Cari-kırılgan-İşlemler

Gökhan Esin

gokhanesin@marinedealnews.com
Türkiye ekonomisi kırılgan bir ekonomi, özellikle finans sektörü. 1990’lardaki kırılganlığın nedeni; devletin mali açık vermesiydi. Bankalar, açığın kapanması için devlete borç verme yarışına girerlerdi. Şimdi senaryo daha farklı. Cari açık var. Cari açık artıkça kırılganlık tehlikeli seviyelere yükseliyor

30 yıllık tarihsel bir perspektiften bakıldığında cari açık/GSYH oranının en yüksek seviyelerini yaşadığımız söylenebilir. 2013 yılı için bu oran yüzde 7,5 olacak gibi… Öte yandan 2012’de yüzde 6,1; 2011’de ise yüzde 9,7 olduğu görülüyor. Yani 2011 yılında ülke üretiminin yüzde 10’nuna yakın seviyede borç almışız. Açıkçası, son dönemdeki küresel likidite bolluğu nedeniyle dış finansman konusunda önemli bir sıkıntı çekmedik. Likidite bolluğu döneminde cari açık için yapısal bir çözüm bulmak yerine, kolayca likidite bulunabilmesinin  yarattığı rehavet ekonomi için zararlı oldu. Demek ki, son yıllarda cari dengenin korunmasına yönelik düzgün adımlar atmadığımız gibi, borçlanmanın döviz olması, dövizdeki kur artışının ülke ekonomisine olan olumsuz etkisini de perçinledi.

**********

# Yapılacak İşler
1. Cari açık konulu yazıdaki "30 yıllık tarihsel" ifadesiyle başlayıp "etkisini de perçinledi." ifadesiyle biten kısmı olduğu gibi kopyalayın.
2. Cari açık konulu yazıya göre aşağıdaki soruları cevaplayın.
(a) 1990'lardaki kırılganlığın nedeni neydi?
(b) 2012'de cari açık/GSYH oranı yüzde kaçtı?
(c) 2013 yılı için bu oranın yüzde kaç olacağı belirtiliyor?

(Kayıtlar)
**********

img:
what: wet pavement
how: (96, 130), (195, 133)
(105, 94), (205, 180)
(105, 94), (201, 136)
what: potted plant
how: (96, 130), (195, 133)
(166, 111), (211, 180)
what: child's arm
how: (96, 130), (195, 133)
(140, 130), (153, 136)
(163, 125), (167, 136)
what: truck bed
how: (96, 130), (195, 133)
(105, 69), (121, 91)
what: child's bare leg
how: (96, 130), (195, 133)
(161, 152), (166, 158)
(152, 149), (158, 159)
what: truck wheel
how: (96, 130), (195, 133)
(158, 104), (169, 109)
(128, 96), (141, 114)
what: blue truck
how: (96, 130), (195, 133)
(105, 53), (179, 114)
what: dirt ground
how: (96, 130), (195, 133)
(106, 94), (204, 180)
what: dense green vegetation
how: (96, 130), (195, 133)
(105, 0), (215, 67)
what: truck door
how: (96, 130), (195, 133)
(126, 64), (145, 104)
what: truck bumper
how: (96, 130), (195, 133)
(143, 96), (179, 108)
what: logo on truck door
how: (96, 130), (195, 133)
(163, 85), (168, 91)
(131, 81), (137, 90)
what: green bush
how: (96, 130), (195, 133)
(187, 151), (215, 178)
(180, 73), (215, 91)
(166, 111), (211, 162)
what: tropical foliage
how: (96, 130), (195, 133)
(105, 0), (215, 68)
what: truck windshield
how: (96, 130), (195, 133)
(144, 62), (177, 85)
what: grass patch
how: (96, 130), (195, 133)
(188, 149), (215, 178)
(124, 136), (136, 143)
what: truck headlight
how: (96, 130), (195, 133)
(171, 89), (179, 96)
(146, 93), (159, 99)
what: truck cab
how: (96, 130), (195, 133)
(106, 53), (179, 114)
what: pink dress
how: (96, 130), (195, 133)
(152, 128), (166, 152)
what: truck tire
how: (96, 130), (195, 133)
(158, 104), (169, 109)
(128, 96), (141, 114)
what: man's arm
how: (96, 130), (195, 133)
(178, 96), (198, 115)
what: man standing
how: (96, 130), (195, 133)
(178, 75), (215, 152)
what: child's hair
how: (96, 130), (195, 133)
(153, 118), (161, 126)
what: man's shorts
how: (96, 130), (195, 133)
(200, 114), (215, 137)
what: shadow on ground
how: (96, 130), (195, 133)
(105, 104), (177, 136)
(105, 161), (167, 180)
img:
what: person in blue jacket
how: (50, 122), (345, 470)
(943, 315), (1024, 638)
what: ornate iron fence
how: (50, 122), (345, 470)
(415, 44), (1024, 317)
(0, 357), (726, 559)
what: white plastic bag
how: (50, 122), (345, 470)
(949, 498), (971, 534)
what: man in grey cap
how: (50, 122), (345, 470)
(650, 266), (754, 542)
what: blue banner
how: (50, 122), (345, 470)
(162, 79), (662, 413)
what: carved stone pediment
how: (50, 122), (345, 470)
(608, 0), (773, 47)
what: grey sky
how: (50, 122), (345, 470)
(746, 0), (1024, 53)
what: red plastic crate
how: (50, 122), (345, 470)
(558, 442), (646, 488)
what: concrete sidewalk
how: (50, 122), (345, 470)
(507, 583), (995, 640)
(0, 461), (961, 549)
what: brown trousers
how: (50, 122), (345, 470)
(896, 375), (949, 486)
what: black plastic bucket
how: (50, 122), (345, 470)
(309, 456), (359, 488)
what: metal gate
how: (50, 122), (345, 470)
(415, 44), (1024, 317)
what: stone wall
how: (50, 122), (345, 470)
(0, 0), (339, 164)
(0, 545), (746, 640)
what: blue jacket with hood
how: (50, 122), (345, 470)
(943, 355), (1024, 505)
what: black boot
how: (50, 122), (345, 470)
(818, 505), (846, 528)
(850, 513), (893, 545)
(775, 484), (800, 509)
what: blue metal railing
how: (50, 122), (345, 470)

**********

# Görevlere Göre Cevaplar
1.
30 yıllık tarihsel bir perspektiften bakıldığında cari açık/GSYH oranının en yüksek seviyelerini yaşadığımız söylenebilir. 2013 yılı için bu oran yüzde 7,5 olacak gibi… Öte yandan 2012’de yüzde 6,1; 2011’de ise yüzde 9,7 olduğu görülüyor. Yani 2011 yılında ülke üretiminin yüzde 10’nuna yakın seviyede borç almışız. Açıkçası, son dönemdeki küresel likidite bolluğu nedeniyle dış finansman konusunda önemli bir sıkıntı çekmedik. Likidite bolluğu döneminde cari açık için yapısal bir çözüm bulmak yerine, kolayca likidite bulunabilmesinin  yarattığı rehavet ekonomi için zararlı oldu. Demek ki, son yıllarda cari dengenin korunmasına yönelik düzgün adımlar atmadığımız gibi, borçlanmanın döviz olması, dövizdeki kur artışının ülke ekonomisine olan olumsuz etkisini de perçinledi.

2.
(a) Devletin mali açık vermesi.
(b) Yüzde 6,1.
(c) Yüzde 7,5.